(Requirement 1) Please translate this sentence from the "Age of Excuse" post into Spanish: "I submit that many leaders today have lost courage."
(Requirement 2) According to the "Age of Excuse" post, in which direction does the writer run when fires pop up?

(Selected excerpt)
Tuesday, March 2, 2021

Age of Excuse

Somehow the leadership space seems to have turned upside down. It happened in slow motion...sort of. Sensitive issues moved to the front page and that made people nervous, the whole vaccine saga continues to play out, and our oddly polarized society seems to think each of us must rally behind either a far right or far left leader.

How about we pause for a moment?


For many years I've taken pride in how I react to the fires that pop up. I run toward them, not away. I want to talk about the spark that started the fire, what dynamics created the circumstances that led to the conditions being right for the fire to start, and I certainly want to have a candid discussion about how to avoid that fire ever starting again.

To me, this is basic leadership.

What seems to have happened though, is that many leaders would prefer to pick sides and place blame. Most either want to avoid uncomfortable conversations or simply pick a group to align themselves with and then go all in.


Isn't one of the most basic leadership principles that we think for ourselves? That we question what is going on and why? Aren't we supposed to talk with our colleagues about why something is happening?


Maybe leaders today have simply gotten soft? It's easier to hide and avoid the heavy lifting required to actually lead. So, instead they just glide over the tough issues, and "expect people to behave professionally." 

I submit that many leaders today have lost courage. Their focus is on a CYA approach to managing, not leading, and the results have played out everywhere.

(Dataset excerpts)

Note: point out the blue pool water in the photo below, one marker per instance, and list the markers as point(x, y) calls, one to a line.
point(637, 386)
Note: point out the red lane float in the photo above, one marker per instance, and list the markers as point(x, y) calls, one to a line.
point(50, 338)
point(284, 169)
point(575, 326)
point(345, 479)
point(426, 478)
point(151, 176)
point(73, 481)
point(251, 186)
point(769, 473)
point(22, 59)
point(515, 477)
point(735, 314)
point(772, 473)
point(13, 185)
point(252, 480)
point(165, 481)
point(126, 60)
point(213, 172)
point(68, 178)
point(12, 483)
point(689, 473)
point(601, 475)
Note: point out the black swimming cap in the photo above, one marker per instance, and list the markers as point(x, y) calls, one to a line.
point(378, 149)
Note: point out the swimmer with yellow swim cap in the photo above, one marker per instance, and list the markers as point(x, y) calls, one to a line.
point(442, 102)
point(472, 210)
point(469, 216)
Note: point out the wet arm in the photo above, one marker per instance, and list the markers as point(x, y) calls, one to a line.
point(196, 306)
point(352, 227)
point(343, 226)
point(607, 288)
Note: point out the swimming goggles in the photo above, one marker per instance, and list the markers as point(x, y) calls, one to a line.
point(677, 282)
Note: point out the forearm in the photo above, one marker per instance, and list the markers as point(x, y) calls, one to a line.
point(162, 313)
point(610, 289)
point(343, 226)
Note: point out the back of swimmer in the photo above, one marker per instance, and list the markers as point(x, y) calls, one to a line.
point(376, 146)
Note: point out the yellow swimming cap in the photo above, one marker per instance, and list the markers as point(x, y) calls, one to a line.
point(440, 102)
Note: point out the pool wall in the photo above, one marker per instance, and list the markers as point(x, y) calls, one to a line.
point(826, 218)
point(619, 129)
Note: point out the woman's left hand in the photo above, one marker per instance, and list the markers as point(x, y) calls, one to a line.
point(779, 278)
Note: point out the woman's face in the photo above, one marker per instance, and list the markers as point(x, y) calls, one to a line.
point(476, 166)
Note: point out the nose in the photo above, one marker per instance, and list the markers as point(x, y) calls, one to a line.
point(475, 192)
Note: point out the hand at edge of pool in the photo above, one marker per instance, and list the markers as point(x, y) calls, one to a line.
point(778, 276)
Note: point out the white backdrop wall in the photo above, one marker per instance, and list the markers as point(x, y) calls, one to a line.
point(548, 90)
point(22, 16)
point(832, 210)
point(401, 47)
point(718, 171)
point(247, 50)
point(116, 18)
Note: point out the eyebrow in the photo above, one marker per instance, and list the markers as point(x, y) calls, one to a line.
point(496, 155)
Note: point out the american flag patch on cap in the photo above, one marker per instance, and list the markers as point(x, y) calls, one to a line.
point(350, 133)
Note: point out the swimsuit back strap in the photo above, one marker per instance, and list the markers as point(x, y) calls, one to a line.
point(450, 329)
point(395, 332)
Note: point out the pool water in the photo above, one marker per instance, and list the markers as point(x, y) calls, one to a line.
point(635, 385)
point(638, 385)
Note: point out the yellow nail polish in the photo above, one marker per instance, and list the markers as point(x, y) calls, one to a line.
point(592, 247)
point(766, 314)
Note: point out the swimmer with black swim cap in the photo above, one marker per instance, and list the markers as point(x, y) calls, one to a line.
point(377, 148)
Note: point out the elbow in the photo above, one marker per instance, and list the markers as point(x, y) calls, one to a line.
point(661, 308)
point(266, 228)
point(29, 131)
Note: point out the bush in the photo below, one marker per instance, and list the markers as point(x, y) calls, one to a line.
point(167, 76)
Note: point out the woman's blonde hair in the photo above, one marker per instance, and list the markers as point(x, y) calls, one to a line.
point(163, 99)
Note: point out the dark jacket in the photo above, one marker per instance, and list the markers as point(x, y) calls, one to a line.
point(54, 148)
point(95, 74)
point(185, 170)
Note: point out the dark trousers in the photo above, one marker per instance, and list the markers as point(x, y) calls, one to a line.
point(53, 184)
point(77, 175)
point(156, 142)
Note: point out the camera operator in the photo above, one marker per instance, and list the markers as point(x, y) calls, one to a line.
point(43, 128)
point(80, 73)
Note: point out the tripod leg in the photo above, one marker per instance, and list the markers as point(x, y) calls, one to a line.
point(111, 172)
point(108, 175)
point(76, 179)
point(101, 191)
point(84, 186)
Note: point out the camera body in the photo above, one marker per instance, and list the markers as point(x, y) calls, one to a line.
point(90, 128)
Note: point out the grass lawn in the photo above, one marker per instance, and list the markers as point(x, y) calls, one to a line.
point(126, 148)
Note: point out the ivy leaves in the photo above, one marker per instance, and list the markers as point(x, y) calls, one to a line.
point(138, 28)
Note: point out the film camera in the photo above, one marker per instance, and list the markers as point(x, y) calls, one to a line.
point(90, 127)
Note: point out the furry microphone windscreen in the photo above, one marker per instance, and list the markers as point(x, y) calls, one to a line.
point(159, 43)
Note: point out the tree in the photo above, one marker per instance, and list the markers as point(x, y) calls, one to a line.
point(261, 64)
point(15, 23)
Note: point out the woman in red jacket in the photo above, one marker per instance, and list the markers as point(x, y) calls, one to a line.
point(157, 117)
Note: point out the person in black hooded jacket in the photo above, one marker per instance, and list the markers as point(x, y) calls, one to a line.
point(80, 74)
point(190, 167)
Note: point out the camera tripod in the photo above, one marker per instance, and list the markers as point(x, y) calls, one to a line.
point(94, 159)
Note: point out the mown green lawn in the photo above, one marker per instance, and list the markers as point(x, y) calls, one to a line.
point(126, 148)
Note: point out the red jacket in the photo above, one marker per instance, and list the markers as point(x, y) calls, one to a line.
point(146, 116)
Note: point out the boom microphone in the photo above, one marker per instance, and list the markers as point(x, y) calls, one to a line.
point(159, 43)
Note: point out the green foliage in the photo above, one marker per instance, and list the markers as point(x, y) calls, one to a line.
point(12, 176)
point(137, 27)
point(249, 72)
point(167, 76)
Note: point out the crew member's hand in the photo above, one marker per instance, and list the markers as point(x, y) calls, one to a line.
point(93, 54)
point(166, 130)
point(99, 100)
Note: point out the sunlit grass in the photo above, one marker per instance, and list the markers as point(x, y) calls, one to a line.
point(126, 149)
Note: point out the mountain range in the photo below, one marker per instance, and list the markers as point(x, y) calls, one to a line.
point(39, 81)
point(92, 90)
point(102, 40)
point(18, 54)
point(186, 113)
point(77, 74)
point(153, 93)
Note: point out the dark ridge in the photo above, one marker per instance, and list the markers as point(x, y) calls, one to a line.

(Reply 1) Sostengo que muchos líderes de hoy han perdido el valor.

(Reply 2) Toward them, not away.